■ **Passage shown**
In some embodiments, the preprocessing may further include the selection of spectrogram sections containing VIP (Variable importance in projection). The selection is based on marking certain spectral sections of the spectrogram associated with identifying selected cannabinoids and/or terpenes. Accordingly, for each machine learning processing path, directed toward estimating the quantity of one or more cannabinoids or terpenes, selected spectral sections may be marked as VIP sections and given a score. A score greater than 1 (one) indicates high importance for the processing operation, while lower scores indicate that the spectral section is of low importance. For example, spectral regions between 1450-1880nm and 2130-2350nm are typically marked as VIP for estimation of cannabinoid compounds, and spectral sections between 1000-1210nm are marked as VIP for estimation of terpenes compounds.
Additionally, or alternatively, in embodiments that utilize a plurality of machine learning processing routes, each processing route may utilize slightly different input data, to enhance processing accuracy for quantifying respective one of the cannabinoids and terpenes. Accordingly, in such configurations, the preprocessing module 160 may utilize a preprocessing stage associated with generating a plurality of copies of the input spectrogram, where each copy is cropped to mark data associated with selected one or more wavelength ranges indicative of the respective one of the one of the cannabinoids and terpenes.
Accordingly, the preprocessing may include applying one or more filters on the input spectrogram data, directed for removing information not relating to the material content of the sample, or emphasizing information pieces that relate specifically to selected materials, as well as linearizing the data and removing external sources of noise from the spectrogram data. For example, in a general configuration, in case the input spectrogram is noisy, the input spectrogram may be preprocessed for smoothing. Such smoothing preprocessing may be applied to the spectrogram itself or the first or second derivative thereof. Additionally, a typical input spectrogram may also be preprocessed to enhance absorption peaks associated with functional groups over background spectrogram data. Such preprocessing may utilize one or more selected peak detection techniques, such as autoscaling of spectrogram data to enhance peaks and thresholding the spectrogram by assigning data points with a value below a selected threshold with zero value maintaining values of data points above the selected threshold. In this connection, the preprocessing may utilize various algorithms for enhancing absorption peaks and reducing noise in the spectrogram data. For example, thresholding of the spectrogram data may utilize selected techniques such as Generalized Least Squares weighting (GLS-weighting). Generally, various other techniques may be used. However, preprocessing of the spectrogram data may be determined in accordance with corresponding preprocessing operations used for training a machine learning module for determining cannabinoids and terpenes content of cannabis inflorescence.

■ **Dataset records**

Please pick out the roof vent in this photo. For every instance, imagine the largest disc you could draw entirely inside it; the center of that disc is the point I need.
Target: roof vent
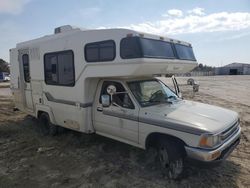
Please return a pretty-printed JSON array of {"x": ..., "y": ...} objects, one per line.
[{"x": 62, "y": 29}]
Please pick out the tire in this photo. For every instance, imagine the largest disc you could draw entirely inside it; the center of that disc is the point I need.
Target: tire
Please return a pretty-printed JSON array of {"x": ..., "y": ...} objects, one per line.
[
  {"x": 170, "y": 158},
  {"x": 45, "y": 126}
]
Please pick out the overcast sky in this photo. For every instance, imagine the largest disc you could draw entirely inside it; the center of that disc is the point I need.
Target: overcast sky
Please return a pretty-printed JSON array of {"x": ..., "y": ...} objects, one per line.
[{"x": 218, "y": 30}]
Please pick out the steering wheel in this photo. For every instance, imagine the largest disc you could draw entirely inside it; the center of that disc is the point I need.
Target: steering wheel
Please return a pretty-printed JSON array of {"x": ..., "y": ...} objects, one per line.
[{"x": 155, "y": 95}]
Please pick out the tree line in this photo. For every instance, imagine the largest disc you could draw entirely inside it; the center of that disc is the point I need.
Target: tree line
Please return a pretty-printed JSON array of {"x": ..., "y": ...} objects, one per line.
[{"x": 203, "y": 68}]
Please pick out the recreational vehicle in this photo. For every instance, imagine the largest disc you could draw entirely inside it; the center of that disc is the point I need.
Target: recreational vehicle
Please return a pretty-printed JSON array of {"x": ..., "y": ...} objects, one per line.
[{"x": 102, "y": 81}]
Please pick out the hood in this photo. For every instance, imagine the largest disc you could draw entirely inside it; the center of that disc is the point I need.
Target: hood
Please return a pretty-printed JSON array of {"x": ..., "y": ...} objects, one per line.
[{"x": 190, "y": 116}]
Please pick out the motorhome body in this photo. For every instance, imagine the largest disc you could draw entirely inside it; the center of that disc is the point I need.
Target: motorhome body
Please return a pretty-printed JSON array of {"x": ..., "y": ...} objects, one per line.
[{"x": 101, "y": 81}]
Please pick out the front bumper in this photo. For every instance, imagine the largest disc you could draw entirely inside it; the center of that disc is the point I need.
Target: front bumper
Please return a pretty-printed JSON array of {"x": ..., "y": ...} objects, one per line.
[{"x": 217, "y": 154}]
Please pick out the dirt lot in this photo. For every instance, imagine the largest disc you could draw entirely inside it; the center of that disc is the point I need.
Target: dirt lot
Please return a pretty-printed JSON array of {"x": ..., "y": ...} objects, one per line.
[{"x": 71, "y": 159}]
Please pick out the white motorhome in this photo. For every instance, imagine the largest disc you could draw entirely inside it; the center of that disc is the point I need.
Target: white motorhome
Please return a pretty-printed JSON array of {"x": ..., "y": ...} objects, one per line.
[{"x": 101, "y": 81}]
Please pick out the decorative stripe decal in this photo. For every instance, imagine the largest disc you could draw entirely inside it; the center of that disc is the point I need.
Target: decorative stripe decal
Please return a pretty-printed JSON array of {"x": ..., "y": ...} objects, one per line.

...

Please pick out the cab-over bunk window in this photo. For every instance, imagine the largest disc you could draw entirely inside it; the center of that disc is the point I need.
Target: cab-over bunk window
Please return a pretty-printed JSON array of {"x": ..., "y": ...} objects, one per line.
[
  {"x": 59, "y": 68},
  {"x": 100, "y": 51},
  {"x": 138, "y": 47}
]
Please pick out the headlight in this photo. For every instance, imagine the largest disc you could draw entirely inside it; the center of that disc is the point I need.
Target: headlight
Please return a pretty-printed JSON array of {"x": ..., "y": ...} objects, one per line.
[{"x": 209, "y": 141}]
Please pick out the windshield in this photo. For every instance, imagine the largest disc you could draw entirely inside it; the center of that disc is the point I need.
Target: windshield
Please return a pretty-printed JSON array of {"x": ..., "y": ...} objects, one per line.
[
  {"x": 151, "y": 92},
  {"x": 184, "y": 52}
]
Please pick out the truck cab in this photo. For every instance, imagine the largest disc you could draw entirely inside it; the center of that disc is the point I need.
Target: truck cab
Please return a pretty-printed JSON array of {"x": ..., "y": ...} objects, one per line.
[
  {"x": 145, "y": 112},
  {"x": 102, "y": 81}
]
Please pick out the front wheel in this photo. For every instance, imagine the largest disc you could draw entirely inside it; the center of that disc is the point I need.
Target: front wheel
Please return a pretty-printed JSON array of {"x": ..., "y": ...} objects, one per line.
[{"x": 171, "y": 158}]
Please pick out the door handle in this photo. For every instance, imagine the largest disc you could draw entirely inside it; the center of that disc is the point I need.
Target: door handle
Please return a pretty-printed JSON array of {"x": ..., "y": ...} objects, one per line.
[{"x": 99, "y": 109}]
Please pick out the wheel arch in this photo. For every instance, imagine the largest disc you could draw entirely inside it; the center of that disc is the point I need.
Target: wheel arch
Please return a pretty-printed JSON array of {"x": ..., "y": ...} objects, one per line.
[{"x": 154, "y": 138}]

■ **Exercise set**
a – For each statement, say yes or no to whether it agrees with the spectrogram preprocessing text, and quote the deciding words of the text exactly.
(i) A VIP score greater than 1 marks a spectral section as being of low importance.
(ii) Spectral sections between 1000-1210nm are marked as VIP for estimating terpenes.
(iii) Smoothing may be applied to the first or second derivative of the spectrogram.
b – Edit the spectrogram preprocessing text, beginning at the words that have "Additionally, or alternatively, in" and stopping after "the one of the cannabinoids and terpenes.". Replace "cropped" with "trimmed".
c – Answer these questions from the spectrogram preprocessing text:
(i) Which spectral regions are typically marked as VIP for estimating cannabinoid compounds?
(ii) Which module may generate a plurality of copies of the input spectrogram?
(iii) What technique may thresholding of the spectrogram data use?
The data on this page is separate material, unrelated to the spectrogram preprocessing text.

■ **Outputs by task**
a –
(i) No: "A score greater than 1 (one) indicates high importance for the processing operation"
(ii) Yes: "spectral sections between 1000-1210nm are marked as VIP for estimation of terpenes compounds"
(iii) Yes: "Such smoothing preprocessing may be applied to the spectrogram itself or the first or second derivative thereof"

b –
Additionally, or alternatively, in embodiments that utilize a plurality of machine learning processing routes, each processing route may utilize slightly different input data, to enhance processing accuracy for quantifying respective one of the cannabinoids and terpenes. Accordingly, in such configurations, the preprocessing module 160 may utilize a preprocessing stage associated with generating a plurality of copies of the input spectrogram, where each copy is trimmed to mark data associated with selected one or more wavelength ranges indicative of the respective one of the one of the cannabinoids and terpenes.

c –
(i) 1450-1880nm and 2130-2350nm
(ii) The preprocessing module 160
(iii) Generalized Least Squares weighting (GLS-weighting)